▸ CONSIGNE DE L'EXERCICE:
Recopiez à l'identique un passage de l'entretien, s'il vous plaît : commencez aux mots où figure « A ce qu’on dit, la » et arrêtez-vous après « donc aucun remords ? ».

▸ TEXTE FOURNI:
################

Pensez-vous que l’expérience politique que vous avez acquise en Côte d’Ivoire puisse vous servir au Burkina ?

• Je pense très sincèrement que oui. Le terrain présente des différences sur le plan socioculturel, mais les modes de fonctionnement en politique restent très voisins, quelles que soient les latitudes. Et puis n’oubliez pas que la politique à l’époque se faisait en Côte d’Ivoire avec les étrangers, tout particulièrement avec nos compatriotes. Je voudrais ici indiquer à ceux qui ne le savent pas, et rappeler à ceux qui l’ont oublié, l’importance du centre de décision politique qu’était Abidjan du temps du « Vieux », pour nombre de politiciens burkinabé dont le président de l’ADF à l’époque.

A partir de mars 1987, date à laquelle le président Maurice Yaméogo est arrivé en Côte d’Ivoire pour s’y établir, quasiment jusqu’à son décès, cela s’est amplifié. Bien que parachuté en 2000, depuis la révolution, j’ai suivi et bien souvent appuyé son action, depuis Abidjan.

Trois mois après l’avoir lâché, avez-vous maintenant rencontré votre frère Hermann. Si oui, comment se sont passées les retrouvailles ? Si non, quand comptez -vous le voir ?

• Comme le dit l’adage, « il faut donner du temps au temps » et le temps saura y pourvoir.

Pensez-vous vraiment que dans cette affaire on puisse dissocier la famille de la politique ?

• C’est effectivement très difficile. En ce qui me concerne, il fallait absolument marquer cette dissociation.

Le moins qu’on puisse dire, c’est qu’en démissionnant avec fracas de l’UNDD, vous aviez comme confirmé les graves accusations d’apatridie qui pèsent sur votre frère. En avez-vous conscience ?

• Ça c’est votre interprétation. Relisez simplement ma lettre. Elle débute par ce point précis et est sans équivoque à ce sujet.

A ce qu’on dit, la famille voulait vous bannir mais c’est Hermann qui a calmé le jeu.

• J’ai une toute autre version des faits, que je préfère, pour l’instant, garder pour moi.

Mais quel effet ça vous fait de passer aux yeux de l’opinion pour un traître ?

• Quand on entre en politique, il faut s’attendre à ce que l’opinion puisse porter sur vous toutes sortes d’appréciation. C’est notre lot à tous. Cela dit, dans la pire des hypothèses, je préfère et de loin, passer pour un traître à mon parti, que pour un traître à ma patrie...

Vous feriez par hasard allusion à votre frère que le pouvoir accuse de traîtrise ?

• Il s’agit d’une considération générale, s’agissant du choix que peut être contraint d’opérer tout responsable politique.

Visiblement vous êtes dans une logique de rupture totale. Vous n’avez donc aucun remords ?

• Non.

On vous dit proche de Roch et de Djibril Bassolet qui seraient à la base de votre départ.

################

▸ EXTRAIT DE DONNÉES:
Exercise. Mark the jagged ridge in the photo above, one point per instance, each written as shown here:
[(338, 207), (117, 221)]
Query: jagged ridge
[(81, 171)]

################

▸ RÉSULTAT CI-DESSOUS:
A ce qu’on dit, la famille voulait vous bannir mais c’est Hermann qui a calmé le jeu.

• J’ai une toute autre version des faits, que je préfère, pour l’instant, garder pour moi.

Mais quel effet ça vous fait de passer aux yeux de l’opinion pour un traître ?

• Quand on entre en politique, il faut s’attendre à ce que l’opinion puisse porter sur vous toutes sortes d’appréciation. C’est notre lot à tous. Cela dit, dans la pire des hypothèses, je préfère et de loin, passer pour un traître à mon parti, que pour un traître à ma patrie...

Vous feriez par hasard allusion à votre frère que le pouvoir accuse de traîtrise ?

• Il s’agit d’une considération générale, s’agissant du choix que peut être contraint d’opérer tout responsable politique.

Visiblement vous êtes dans une logique de rupture totale. Vous n’avez donc aucun remords ?